Quote every line below exactly as it reads.

Referring expression data
........
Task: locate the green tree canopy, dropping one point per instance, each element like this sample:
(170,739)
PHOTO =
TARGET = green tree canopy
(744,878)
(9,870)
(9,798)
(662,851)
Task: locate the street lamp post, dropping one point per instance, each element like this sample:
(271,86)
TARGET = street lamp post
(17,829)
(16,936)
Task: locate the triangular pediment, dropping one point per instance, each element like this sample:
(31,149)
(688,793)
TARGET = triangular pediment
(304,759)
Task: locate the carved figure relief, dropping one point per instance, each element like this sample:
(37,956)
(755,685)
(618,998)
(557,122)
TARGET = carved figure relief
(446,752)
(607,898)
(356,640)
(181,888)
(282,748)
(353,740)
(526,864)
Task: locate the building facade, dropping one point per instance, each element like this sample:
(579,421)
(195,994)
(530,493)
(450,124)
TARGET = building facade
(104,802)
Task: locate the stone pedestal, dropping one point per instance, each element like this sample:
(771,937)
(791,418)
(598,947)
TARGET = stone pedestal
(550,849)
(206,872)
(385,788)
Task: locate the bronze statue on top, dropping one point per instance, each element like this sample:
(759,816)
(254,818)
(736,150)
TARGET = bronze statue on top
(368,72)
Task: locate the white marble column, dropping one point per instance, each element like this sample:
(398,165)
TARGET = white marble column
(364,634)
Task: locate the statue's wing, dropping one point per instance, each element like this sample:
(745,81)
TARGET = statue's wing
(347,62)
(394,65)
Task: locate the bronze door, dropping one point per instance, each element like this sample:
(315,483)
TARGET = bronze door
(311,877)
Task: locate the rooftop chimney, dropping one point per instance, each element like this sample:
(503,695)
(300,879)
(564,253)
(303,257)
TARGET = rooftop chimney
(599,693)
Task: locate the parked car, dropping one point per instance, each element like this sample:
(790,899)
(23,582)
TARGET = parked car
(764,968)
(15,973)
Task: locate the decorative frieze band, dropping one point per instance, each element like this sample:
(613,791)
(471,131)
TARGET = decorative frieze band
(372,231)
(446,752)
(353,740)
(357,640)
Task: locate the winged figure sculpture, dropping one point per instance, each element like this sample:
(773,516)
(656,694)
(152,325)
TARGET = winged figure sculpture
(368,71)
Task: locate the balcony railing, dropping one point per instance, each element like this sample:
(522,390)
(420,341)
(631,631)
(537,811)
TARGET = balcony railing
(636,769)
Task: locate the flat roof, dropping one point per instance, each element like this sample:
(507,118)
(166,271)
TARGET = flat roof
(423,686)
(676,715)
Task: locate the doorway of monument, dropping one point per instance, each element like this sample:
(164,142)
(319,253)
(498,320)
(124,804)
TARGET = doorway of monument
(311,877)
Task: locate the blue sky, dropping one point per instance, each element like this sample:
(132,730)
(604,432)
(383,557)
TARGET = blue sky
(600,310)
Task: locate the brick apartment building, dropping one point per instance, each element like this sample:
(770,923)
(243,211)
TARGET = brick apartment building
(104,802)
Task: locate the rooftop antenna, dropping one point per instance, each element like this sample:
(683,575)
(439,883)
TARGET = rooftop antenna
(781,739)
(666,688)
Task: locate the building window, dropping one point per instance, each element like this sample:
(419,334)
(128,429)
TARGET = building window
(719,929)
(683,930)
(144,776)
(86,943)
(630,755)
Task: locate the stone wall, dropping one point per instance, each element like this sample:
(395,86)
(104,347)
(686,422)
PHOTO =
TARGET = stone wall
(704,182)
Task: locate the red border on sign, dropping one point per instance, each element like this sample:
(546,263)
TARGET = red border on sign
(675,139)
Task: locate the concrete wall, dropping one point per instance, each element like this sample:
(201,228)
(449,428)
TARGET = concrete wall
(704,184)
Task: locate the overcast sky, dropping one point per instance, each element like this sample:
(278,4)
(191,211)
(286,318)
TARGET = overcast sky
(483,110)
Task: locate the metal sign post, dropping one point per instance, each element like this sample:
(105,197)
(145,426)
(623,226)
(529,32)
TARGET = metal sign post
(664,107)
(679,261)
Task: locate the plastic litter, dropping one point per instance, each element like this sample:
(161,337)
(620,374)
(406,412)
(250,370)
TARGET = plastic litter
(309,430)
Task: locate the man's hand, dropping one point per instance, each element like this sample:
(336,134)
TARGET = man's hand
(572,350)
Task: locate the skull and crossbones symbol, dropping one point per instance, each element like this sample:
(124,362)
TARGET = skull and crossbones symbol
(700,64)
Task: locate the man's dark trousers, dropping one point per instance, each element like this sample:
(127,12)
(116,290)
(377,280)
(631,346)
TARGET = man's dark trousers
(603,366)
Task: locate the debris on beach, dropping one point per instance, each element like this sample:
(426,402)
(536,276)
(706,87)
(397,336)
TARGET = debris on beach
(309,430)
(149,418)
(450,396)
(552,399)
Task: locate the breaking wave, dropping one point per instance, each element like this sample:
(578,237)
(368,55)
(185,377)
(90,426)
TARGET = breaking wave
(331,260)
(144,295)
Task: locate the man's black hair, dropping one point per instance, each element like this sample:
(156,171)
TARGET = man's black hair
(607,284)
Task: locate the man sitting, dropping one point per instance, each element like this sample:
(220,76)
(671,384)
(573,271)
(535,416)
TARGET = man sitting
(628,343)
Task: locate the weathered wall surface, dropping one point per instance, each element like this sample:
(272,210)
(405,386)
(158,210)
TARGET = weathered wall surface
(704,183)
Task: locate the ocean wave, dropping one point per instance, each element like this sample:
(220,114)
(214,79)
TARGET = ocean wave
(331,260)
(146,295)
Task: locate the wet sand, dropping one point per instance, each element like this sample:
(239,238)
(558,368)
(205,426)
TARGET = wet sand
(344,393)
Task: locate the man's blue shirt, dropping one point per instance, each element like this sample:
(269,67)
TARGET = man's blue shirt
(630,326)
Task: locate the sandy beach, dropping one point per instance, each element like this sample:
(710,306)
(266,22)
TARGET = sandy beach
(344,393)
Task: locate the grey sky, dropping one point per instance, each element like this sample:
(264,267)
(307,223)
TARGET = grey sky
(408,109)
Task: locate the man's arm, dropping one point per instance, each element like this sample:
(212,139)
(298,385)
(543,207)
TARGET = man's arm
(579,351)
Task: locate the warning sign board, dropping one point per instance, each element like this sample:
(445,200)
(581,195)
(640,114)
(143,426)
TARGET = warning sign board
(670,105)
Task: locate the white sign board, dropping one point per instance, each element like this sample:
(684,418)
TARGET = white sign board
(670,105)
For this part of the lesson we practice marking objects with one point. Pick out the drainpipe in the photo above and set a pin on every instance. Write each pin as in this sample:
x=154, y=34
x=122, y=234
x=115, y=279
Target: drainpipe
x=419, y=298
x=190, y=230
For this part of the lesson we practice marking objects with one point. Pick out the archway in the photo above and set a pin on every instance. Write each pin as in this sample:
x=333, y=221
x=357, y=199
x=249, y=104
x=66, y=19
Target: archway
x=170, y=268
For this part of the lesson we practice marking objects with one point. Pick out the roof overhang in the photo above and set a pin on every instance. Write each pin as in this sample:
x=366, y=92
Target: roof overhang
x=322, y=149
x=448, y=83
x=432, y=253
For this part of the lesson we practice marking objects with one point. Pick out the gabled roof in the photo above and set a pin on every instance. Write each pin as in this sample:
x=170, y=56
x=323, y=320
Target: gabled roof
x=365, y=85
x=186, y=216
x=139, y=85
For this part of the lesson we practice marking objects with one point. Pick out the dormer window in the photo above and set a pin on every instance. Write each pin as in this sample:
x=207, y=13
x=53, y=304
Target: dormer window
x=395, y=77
........
> [Exercise response]:
Task: locate the green tree canopy, dropping one point per instance, each element like this sample:
(170,739)
PHOTO =
TARGET = green tree canopy
(744,878)
(9,870)
(9,798)
(662,851)
Task: locate the street lamp post, dropping one point per instance, each element like this sample:
(271,86)
TARGET = street lamp post
(17,829)
(16,936)
Task: locate the triangular pediment, dropping one point per instance, each element like this sample:
(31,149)
(688,793)
TARGET = triangular pediment
(304,759)
Task: locate the carved figure relief, dropping one point per instance, each element like this sample:
(37,956)
(755,685)
(618,998)
(557,122)
TARGET = carved figure relief
(446,752)
(607,898)
(356,640)
(181,888)
(282,748)
(353,740)
(526,864)
Task: locate the building facade, dropping one point per instance, each element like this sample:
(579,421)
(195,994)
(530,493)
(450,124)
TARGET = building facade
(104,802)
Task: locate the stone pedestal, dropping one point per instance, each element like this sample:
(771,937)
(791,418)
(598,947)
TARGET = stone pedestal
(550,849)
(206,872)
(385,788)
Task: locate the bronze statue on top, dropping one point per instance, each element like this sample:
(759,816)
(254,818)
(736,150)
TARGET = bronze statue on top
(368,72)
Task: locate the white marble column, dropping one point per instance, each element like this sample:
(398,165)
TARGET = white marble column
(364,634)
Task: locate the statue's wing, dropping one point per instance, each element like this sample:
(745,81)
TARGET = statue's wing
(347,62)
(394,65)
Task: locate the bronze door, dropping one point per instance, each element like this sample:
(315,483)
TARGET = bronze door
(311,877)
Task: locate the rooftop chimney, dropping one point per instance, each element like this sample:
(503,695)
(300,879)
(564,253)
(303,257)
TARGET = rooftop chimney
(599,693)
Task: locate the parked car, dropping one point per instance, each element like this sample:
(790,899)
(23,582)
TARGET = parked car
(764,968)
(15,973)
Task: locate the decorative frieze band, dropping one point per instance, each element like this sample:
(613,791)
(471,131)
TARGET = decorative frieze band
(372,231)
(446,752)
(353,740)
(357,640)
Task: locate the winged figure sculpture, dropping one point per instance, each element like this sample:
(773,516)
(656,694)
(152,325)
TARGET = winged figure sculpture
(368,71)
Task: locate the balcony railing, dropping one point per instance, each element like this sample:
(522,390)
(420,341)
(631,631)
(537,811)
TARGET = balcony railing
(636,769)
Task: locate the flat roof, dropping one point per instance, each element like this sample:
(507,118)
(166,271)
TARGET = flat roof
(423,686)
(676,715)
Task: locate the doorway of monument, dropping one point per instance, each element like this sample:
(164,142)
(319,253)
(498,320)
(124,804)
TARGET = doorway of monument
(311,877)
Task: locate the blue sky, dropping one point per instance, each element like this sample:
(132,730)
(604,432)
(383,557)
TARGET = blue sky
(600,310)
Task: locate the brick apartment building, dropping one point per instance, each element like this sample:
(770,923)
(243,211)
TARGET = brick apartment building
(104,802)
Task: locate the rooftop antenna, dropping one point per instance, each element like this sample:
(683,575)
(439,883)
TARGET = rooftop antenna
(781,739)
(666,688)
Task: locate the building window, dropping one point per instance, each element like this sample:
(419,334)
(128,429)
TARGET = building window
(719,929)
(683,930)
(144,776)
(86,943)
(630,755)
Task: locate the stone wall, dropping one point per instance, each element like this sample:
(395,86)
(104,347)
(686,422)
PHOTO =
TARGET = stone wall
(704,182)
Task: locate the red border on sign, dropping one point per instance, each element like this sample:
(546,263)
TARGET = red border on sign
(675,139)
Task: locate the concrete wall, dropping one point per instance, each element like this sample:
(201,228)
(449,428)
TARGET = concrete wall
(704,184)
Task: locate the overcast sky, dropping one point per instance, each element like this sample:
(278,4)
(191,211)
(286,318)
TARGET = overcast sky
(483,110)
Task: locate the metal sign post, dropping one point per instance, each element like this sample:
(105,197)
(145,426)
(623,226)
(529,32)
TARGET = metal sign post
(664,107)
(679,261)
Task: locate the plastic litter, dropping one point per instance, each element like this sample:
(161,337)
(620,374)
(406,412)
(250,370)
TARGET = plastic litter
(309,430)
Task: locate the man's hand, dropping one point per instance, each element like this sample:
(336,134)
TARGET = man's hand
(572,350)
Task: locate the skull and crossbones symbol, dropping one point per instance, each element like this sample:
(124,362)
TARGET = skull and crossbones symbol
(700,64)
Task: locate the man's dark trousers, dropping one point per instance, each element like this sample:
(127,12)
(116,290)
(377,280)
(631,346)
TARGET = man's dark trousers
(603,366)
Task: locate the debris on beach, dropping one point per instance, each element like this sample:
(426,402)
(536,276)
(706,87)
(397,336)
TARGET = debris on beach
(309,430)
(149,418)
(450,396)
(552,399)
Task: locate the breaking wave, dropping one point per instance, each element like this sample:
(578,237)
(368,55)
(185,377)
(90,426)
TARGET = breaking wave
(331,260)
(144,295)
Task: locate the man's black hair, dropping one point per instance, each element like this sample:
(156,171)
TARGET = man's black hair
(607,284)
Task: locate the man sitting, dropping one point per instance, each element like this sample:
(220,76)
(671,384)
(573,271)
(535,416)
TARGET = man sitting
(628,343)
Task: locate the weathered wall surface, dropping one point per instance, each element like this sample:
(272,210)
(405,386)
(158,210)
TARGET = weathered wall surface
(704,183)
Task: locate the ocean wave, dropping one point per instance, each element like this sample:
(220,114)
(214,79)
TARGET = ocean wave
(331,260)
(146,295)
Task: locate the wet sand, dropping one point per instance, each element like this sample:
(239,238)
(558,368)
(205,426)
TARGET = wet sand
(344,393)
Task: locate the man's blue shirt, dropping one point per instance, each element like this sample:
(269,67)
TARGET = man's blue shirt
(630,326)
Task: locate the sandy beach, dropping one point per instance, each element like this sample:
(710,306)
(266,22)
TARGET = sandy beach
(344,393)
Task: locate the grey sky, dropping one point per instance, each element like this sample:
(264,267)
(307,223)
TARGET = grey sky
(408,109)
Task: locate the man's arm, dropping one point per instance, each element like this sample:
(212,139)
(298,385)
(543,207)
TARGET = man's arm
(579,351)
Task: locate the warning sign board, dropping one point per instance, each element like this sample:
(445,200)
(581,195)
(640,114)
(143,426)
TARGET = warning sign board
(670,105)
Task: locate the white sign board, dropping one point per instance, each element like this sample:
(684,418)
TARGET = white sign board
(670,105)
For this part of the lesson we practice marking objects with one point. Pick out the drainpipe in the photo above and set a pin on every instance. Write each pin as in this sample:
x=154, y=34
x=122, y=234
x=115, y=279
Target: drainpipe
x=419, y=298
x=190, y=230
For this part of the lesson we practice marking objects with one point. Pick out the archway in the photo above and set a pin on every instance. Write each pin as in this sample:
x=333, y=221
x=357, y=199
x=249, y=104
x=66, y=19
Target: archway
x=170, y=268
For this part of the lesson we practice marking objects with one point. Pick out the roof overhang in the photo above and set a pin on every instance. Write each pin as in this sample:
x=366, y=92
Target: roof overhang
x=322, y=149
x=448, y=83
x=432, y=253
For this part of the lesson we practice marking objects with one point. Pick out the gabled roof in the photo above and set a pin on every instance. Write each pin as in this sample:
x=170, y=56
x=323, y=320
Target: gabled roof
x=365, y=85
x=186, y=216
x=139, y=85
For this part of the lesson we practice marking objects with one point. Pick out the dormer window in the photo above and set a pin on every instance. Write each pin as in this sample:
x=207, y=13
x=53, y=304
Target: dormer window
x=395, y=77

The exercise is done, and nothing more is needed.